Instruction: Starting with the line that contains "Task: put a point on every instance of the table" and going on through the end of the items, write those lines out again, requests included, with every coordinate in the answers scaled by 1.95 and rounded to a whole number, halves rounded up. Leave the numbers in the requests and their format samples unchanged.

The records:
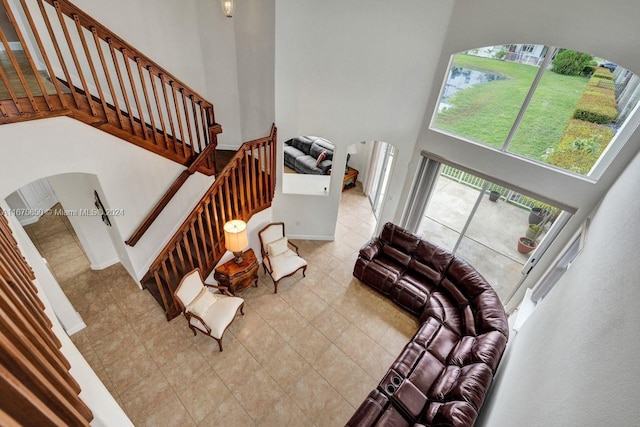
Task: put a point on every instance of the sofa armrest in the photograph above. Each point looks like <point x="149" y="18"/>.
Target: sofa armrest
<point x="372" y="249"/>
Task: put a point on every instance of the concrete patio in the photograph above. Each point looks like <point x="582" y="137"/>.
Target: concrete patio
<point x="490" y="243"/>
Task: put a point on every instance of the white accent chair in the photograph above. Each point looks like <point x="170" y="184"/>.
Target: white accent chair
<point x="278" y="259"/>
<point x="205" y="311"/>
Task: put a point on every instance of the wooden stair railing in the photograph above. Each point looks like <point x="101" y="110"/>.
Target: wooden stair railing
<point x="244" y="187"/>
<point x="36" y="385"/>
<point x="75" y="66"/>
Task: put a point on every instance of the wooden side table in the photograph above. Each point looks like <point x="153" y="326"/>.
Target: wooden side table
<point x="238" y="277"/>
<point x="350" y="179"/>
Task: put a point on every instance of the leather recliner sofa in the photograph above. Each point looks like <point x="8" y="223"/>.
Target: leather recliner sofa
<point x="302" y="153"/>
<point x="442" y="375"/>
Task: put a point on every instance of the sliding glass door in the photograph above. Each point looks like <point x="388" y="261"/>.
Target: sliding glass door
<point x="484" y="223"/>
<point x="381" y="163"/>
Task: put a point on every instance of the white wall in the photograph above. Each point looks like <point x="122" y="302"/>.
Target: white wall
<point x="255" y="29"/>
<point x="105" y="409"/>
<point x="218" y="56"/>
<point x="164" y="30"/>
<point x="132" y="179"/>
<point x="349" y="72"/>
<point x="493" y="22"/>
<point x="75" y="193"/>
<point x="574" y="362"/>
<point x="191" y="39"/>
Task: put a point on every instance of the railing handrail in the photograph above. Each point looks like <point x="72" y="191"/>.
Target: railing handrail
<point x="104" y="81"/>
<point x="211" y="192"/>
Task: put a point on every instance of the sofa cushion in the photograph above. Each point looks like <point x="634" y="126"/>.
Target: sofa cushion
<point x="440" y="307"/>
<point x="430" y="261"/>
<point x="302" y="143"/>
<point x="409" y="295"/>
<point x="379" y="275"/>
<point x="449" y="414"/>
<point x="396" y="255"/>
<point x="399" y="238"/>
<point x="319" y="146"/>
<point x="483" y="348"/>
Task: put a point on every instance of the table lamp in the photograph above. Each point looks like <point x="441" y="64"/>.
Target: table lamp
<point x="235" y="238"/>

Task response:
Task: put a point on every instance of the table lamp in the photograph above. Each point looks like <point x="441" y="64"/>.
Target: table lamp
<point x="458" y="464"/>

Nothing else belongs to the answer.